[EXERCISE OBJECTIVE] Could you print all the entries below exactly as they appear, omitting the pictures?

[DATA RECORDS]
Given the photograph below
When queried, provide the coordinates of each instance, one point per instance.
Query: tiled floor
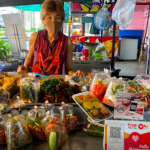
(130, 68)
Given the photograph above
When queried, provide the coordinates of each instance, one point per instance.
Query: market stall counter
(76, 141)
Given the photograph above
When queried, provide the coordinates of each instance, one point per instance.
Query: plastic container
(2, 131)
(34, 121)
(55, 131)
(71, 121)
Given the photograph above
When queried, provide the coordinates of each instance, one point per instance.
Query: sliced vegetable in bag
(55, 131)
(99, 85)
(34, 121)
(114, 87)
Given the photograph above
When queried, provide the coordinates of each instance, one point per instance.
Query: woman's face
(53, 22)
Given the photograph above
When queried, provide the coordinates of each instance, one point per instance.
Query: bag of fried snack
(17, 133)
(55, 130)
(34, 121)
(10, 85)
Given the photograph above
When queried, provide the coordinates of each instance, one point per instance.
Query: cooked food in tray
(92, 106)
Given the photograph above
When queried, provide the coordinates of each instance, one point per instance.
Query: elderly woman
(50, 49)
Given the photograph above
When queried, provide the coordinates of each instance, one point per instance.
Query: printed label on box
(126, 135)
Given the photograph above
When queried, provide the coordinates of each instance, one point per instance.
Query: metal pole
(113, 45)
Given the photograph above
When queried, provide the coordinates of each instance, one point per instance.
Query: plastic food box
(92, 107)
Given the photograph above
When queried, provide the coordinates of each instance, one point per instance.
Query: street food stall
(97, 111)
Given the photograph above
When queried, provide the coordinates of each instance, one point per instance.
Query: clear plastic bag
(70, 120)
(55, 131)
(114, 87)
(17, 133)
(30, 89)
(123, 12)
(2, 131)
(99, 84)
(4, 95)
(18, 103)
(34, 121)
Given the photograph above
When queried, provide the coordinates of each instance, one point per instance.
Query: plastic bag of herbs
(56, 90)
(34, 121)
(30, 89)
(17, 133)
(55, 130)
(70, 120)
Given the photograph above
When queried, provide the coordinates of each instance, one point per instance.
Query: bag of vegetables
(34, 121)
(115, 86)
(17, 133)
(99, 85)
(70, 120)
(30, 89)
(2, 131)
(55, 131)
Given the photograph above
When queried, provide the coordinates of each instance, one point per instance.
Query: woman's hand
(79, 73)
(22, 69)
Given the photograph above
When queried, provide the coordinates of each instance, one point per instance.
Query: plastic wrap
(2, 131)
(4, 95)
(115, 86)
(92, 106)
(70, 120)
(55, 131)
(17, 133)
(99, 85)
(30, 89)
(34, 121)
(123, 12)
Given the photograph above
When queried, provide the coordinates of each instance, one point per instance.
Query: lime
(53, 141)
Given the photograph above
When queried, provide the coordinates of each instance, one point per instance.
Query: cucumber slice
(53, 141)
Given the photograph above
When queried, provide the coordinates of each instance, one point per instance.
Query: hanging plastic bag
(123, 12)
(2, 131)
(34, 121)
(55, 131)
(4, 95)
(70, 120)
(99, 84)
(30, 89)
(17, 133)
(114, 87)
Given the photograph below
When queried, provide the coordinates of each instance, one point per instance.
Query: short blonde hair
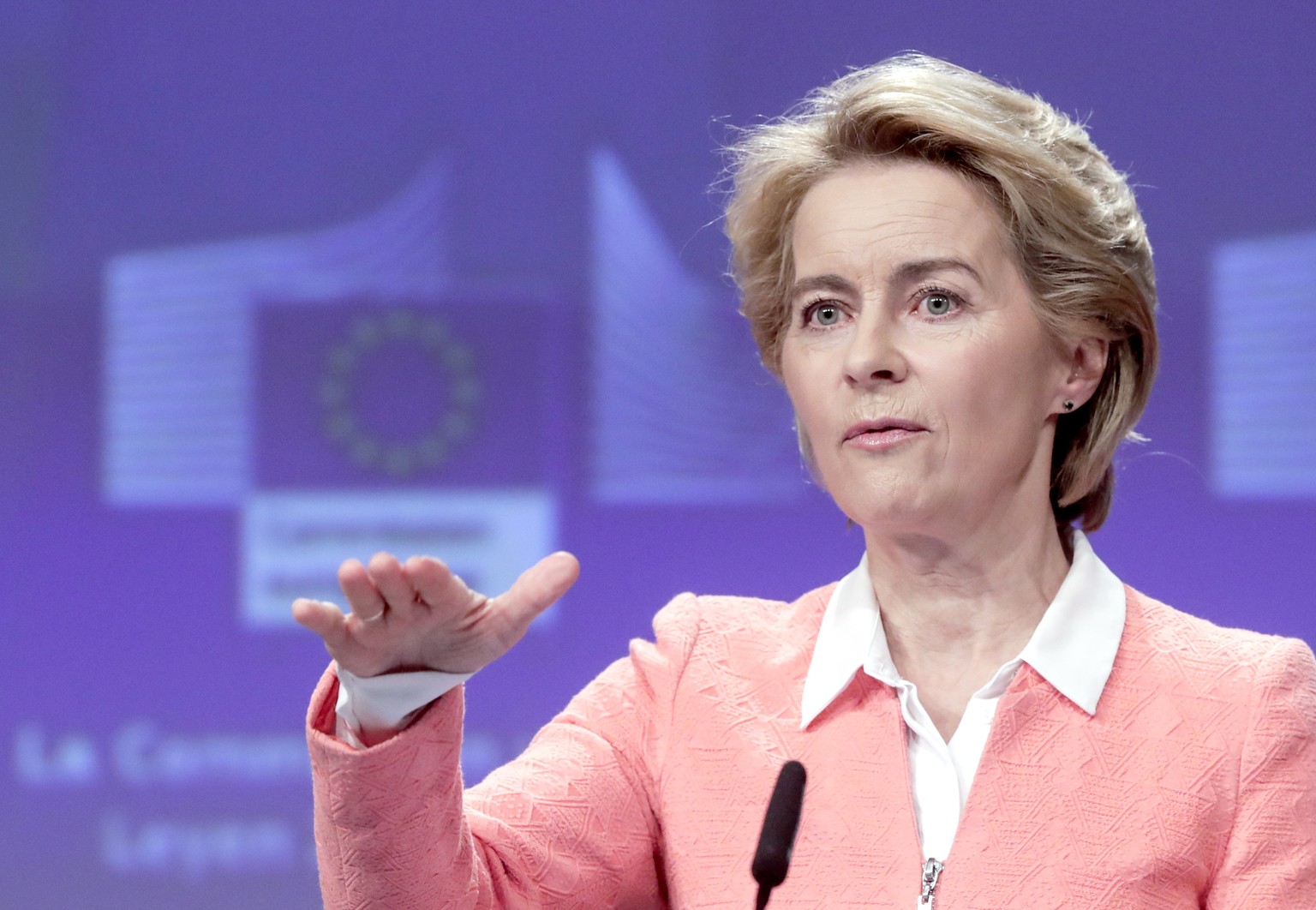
(1075, 228)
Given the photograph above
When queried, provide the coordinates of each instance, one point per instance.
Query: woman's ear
(1086, 360)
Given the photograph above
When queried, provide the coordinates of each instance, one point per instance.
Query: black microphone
(783, 818)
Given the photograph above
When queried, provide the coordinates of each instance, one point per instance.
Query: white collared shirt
(1073, 648)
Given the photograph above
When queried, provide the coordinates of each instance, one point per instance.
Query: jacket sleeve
(570, 823)
(1271, 859)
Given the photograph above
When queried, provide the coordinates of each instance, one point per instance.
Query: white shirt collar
(1073, 647)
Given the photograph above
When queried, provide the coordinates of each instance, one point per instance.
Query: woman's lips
(878, 434)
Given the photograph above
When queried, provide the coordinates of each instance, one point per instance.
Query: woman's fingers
(392, 584)
(420, 614)
(324, 620)
(535, 590)
(362, 596)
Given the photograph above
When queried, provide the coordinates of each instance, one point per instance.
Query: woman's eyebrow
(918, 269)
(827, 282)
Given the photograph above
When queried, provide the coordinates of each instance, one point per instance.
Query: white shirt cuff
(386, 702)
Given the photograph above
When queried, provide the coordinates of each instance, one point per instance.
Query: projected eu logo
(340, 395)
(386, 356)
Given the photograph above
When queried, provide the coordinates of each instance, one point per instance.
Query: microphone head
(780, 826)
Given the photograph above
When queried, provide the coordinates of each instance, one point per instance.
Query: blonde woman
(957, 292)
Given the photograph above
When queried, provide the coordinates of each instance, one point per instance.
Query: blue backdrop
(290, 282)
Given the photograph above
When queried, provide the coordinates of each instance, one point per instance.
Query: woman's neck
(955, 610)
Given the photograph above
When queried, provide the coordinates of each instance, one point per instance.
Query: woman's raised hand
(417, 615)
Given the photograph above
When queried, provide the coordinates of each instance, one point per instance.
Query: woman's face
(921, 380)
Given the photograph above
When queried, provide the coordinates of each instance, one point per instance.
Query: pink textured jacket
(1193, 787)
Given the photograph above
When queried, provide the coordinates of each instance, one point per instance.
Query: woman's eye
(937, 304)
(825, 314)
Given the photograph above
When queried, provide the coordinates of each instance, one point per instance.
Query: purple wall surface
(290, 282)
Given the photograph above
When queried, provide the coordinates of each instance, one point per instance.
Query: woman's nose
(874, 356)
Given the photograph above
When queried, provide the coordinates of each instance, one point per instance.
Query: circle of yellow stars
(368, 340)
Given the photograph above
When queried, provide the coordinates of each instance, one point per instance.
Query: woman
(955, 289)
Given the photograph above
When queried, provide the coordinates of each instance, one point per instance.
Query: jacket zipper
(930, 876)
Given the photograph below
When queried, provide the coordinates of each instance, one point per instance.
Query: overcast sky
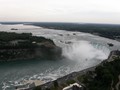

[TASK OUTPUT]
Given the photograph below
When queried, provide the coordinates of each instance, one point per instance.
Query: tiled floor
(130, 68)
Given the photograph above
When queried, provide the coordinates of each instance, one point per instance.
Query: market stall counter
(76, 141)
Given the photograph above
When queried, provide the coordinates of each instance, one point per instance.
Query: plastic container
(2, 131)
(34, 121)
(55, 131)
(71, 121)
Given the photograph above
When queried, provide the coordinates of each instance, one point per instance.
Query: sliced vegetable in bag
(55, 131)
(99, 85)
(34, 121)
(114, 87)
Given the photograph above
When queried, provide the coordinates of each instance, one point per instance.
Query: woman's face
(53, 22)
Given the photograph above
When queried, provide the coordinates of each instance, one point per instance.
Query: bag of fried snack
(17, 133)
(55, 130)
(34, 121)
(10, 85)
Given the photograph above
When queried, provide the coordinates of each instance, one point per instance.
Query: cooked food in tray
(92, 106)
Given the photograph above
When queried, provide the coordinates of each instance, one point per instance.
Query: elderly woman
(50, 49)
Given the photograph above
When queried, provide the coordinates of each instance, one point per instance.
Query: printed label on box
(126, 135)
Given the photograph above
When queried, provide the coordinates of each instance, one point per instance.
Query: metal pole
(113, 45)
Given the photograph above
When queried, provide the coordinates of each instance, one point per instance.
Query: plastic food box
(92, 107)
Given the photograph above
When queried, provide the coordinates of each instance, one point per instance.
Query: street food stall
(97, 111)
Given the photograph above
When queried, provide the coordinates of each instance, one point per instance.
Query: clear plastic bag
(70, 120)
(55, 131)
(114, 87)
(17, 133)
(30, 89)
(123, 12)
(2, 131)
(99, 84)
(4, 95)
(18, 103)
(34, 121)
Given the photograph above
When queried, provide the coordinates of each instance, one point per instance.
Query: plastic bag of herbs
(56, 90)
(34, 121)
(30, 89)
(17, 133)
(55, 130)
(70, 120)
Given the photograph above
When queried, provide the coordinates of each instance, one point per instance.
Query: bag of vegetables
(34, 121)
(115, 86)
(17, 133)
(99, 85)
(70, 120)
(30, 89)
(2, 131)
(55, 131)
Given the photograph above
When queried, provide the coordinates of each instance, one point per instance.
Query: woman's hand
(79, 73)
(22, 69)
Given the photograph above
When queried, provide the coordinates of each instance, one point per instance.
Query: plastic wrap
(2, 131)
(4, 95)
(115, 86)
(92, 106)
(70, 120)
(55, 131)
(17, 133)
(99, 85)
(30, 89)
(34, 121)
(123, 12)
Given the photograph above
When queried, provide the coordinates of each instance, one point per instance.
Query: lime
(53, 141)
Given the photograph above
When queried, provide the coordinates of each instance, one point per instance.
Query: cucumber slice
(53, 141)
Given the photograph above
When queried, provide the coordinates of each instance, one point per instance.
Query: hanging plastic bag
(123, 12)
(2, 131)
(34, 121)
(55, 131)
(4, 95)
(70, 120)
(99, 84)
(30, 89)
(17, 133)
(114, 87)
Given the photograph below
When queried, provide the coordinates of each instance, one point per instance.
Query: short blonde hair
(1075, 228)
Given the photograph above
When queried, provide the coordinates of each instance, one point per instance.
Query: woman's ear
(1086, 360)
Given the photograph above
When queried, provide the coordinates of each instance, one point per instance.
Query: black microphone
(783, 818)
Given the photograph above
When queried, provide the coordinates of each instance, one point per instance.
Query: white collared shirt
(1073, 648)
Given the photograph above
When queried, provide the coordinates of each instance, one point per instance.
Query: jacket sleeve
(570, 823)
(1271, 859)
Given the photograph above
When queried, provide the coordinates of each instance, one point per instance.
Query: white shirt collar
(1073, 647)
Given the photograph above
When queried, provide the coordinates of each instance, one point per instance.
Query: woman's lips
(878, 434)
Given the photograph above
When queried, provide the coordinates of each instance, one point per instance.
Query: woman's fingers
(392, 584)
(420, 614)
(324, 620)
(535, 590)
(362, 596)
Given the photograph above
When queried, provide the coordinates of each instance, one point per instance.
Query: woman's eyebrow
(918, 269)
(827, 282)
Given the photograph above
When queried, provide the coordinates of each instance, one point per instance.
Query: white shirt cuff
(386, 702)
Given the photograph above
When queried, provide the coordinates of each instance, one point per instance.
Query: projected eu logo
(340, 395)
(386, 356)
Given the photograph above
When queried, provide the coordinates of each instance, one point per instance.
Query: microphone head
(780, 826)
Given the photograph above
When queried, provide the coordinates of each instance, one point per instance.
Query: blonde woman
(957, 292)
Given the photograph above
When queried, provide the coordinates of each instance, one point per instance.
Query: blue backdrop
(290, 282)
Given the photograph above
When queried, provide the coordinates of each instance, one point per instance.
Query: woman's neck
(955, 610)
Given the photograph above
When queried, provide the coordinates of each instance, one point per instance.
Query: woman's raised hand
(417, 615)
Given the photograph above
When queried, provide the coordinates of each instance, one point per instance.
Query: woman's face
(921, 380)
Given the photograph above
When queried, provide the coordinates of each instance, one point per instance.
Query: pink textured jacket
(1193, 787)
Given the photograph above
When queried, provide the coordinates of each instance, one point per instance.
Query: woman's eye
(937, 304)
(825, 314)
Given the photograph above
When queried, provide the coordinates of each instance, one point per instance.
Query: purple wall surface
(290, 282)
Given the photograph above
When queried, provide the coordinates of each instance, one point per instance.
Query: woman's nose
(874, 356)
Given the photograph above
When queried, provide the coordinates of each instance, one point per instance.
Query: circle of yellow stars
(368, 340)
Given the photograph above
When queried, provide the coordinates of each instance, one point per instance.
Query: woman
(955, 289)
Given the photograph above
When queried, provide the coordinates of each instance, one point per instance.
Query: jacket zipper
(930, 876)
Given the photograph below
When queried, provide the coordinates of each instance, one point per instance.
Query: overcast sky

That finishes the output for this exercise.